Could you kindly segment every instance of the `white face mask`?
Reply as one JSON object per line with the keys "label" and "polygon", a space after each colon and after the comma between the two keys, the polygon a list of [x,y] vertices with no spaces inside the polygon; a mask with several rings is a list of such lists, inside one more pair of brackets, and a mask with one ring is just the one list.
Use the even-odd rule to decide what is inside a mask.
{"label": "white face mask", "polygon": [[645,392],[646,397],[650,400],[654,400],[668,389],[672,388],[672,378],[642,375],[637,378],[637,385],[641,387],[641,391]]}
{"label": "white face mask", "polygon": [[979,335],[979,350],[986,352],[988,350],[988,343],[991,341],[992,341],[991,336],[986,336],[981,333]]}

※

* **Try it**: Include the first line, the line containing "Reply as one", and every line between them, copied exactly from the material above; output no other line.

* **Output of the task**:
Could you kindly segment every instance of the `white face mask`?
Reply as one JSON object per line with the keys "label" and "polygon", a space after each colon and after the comma between the two keys, the polygon a list of [x,y] vertices with no spaces inside the polygon; a mask with several rings is a list of such lists, inside one more pair of brackets, and a mask with one ring is just the one list.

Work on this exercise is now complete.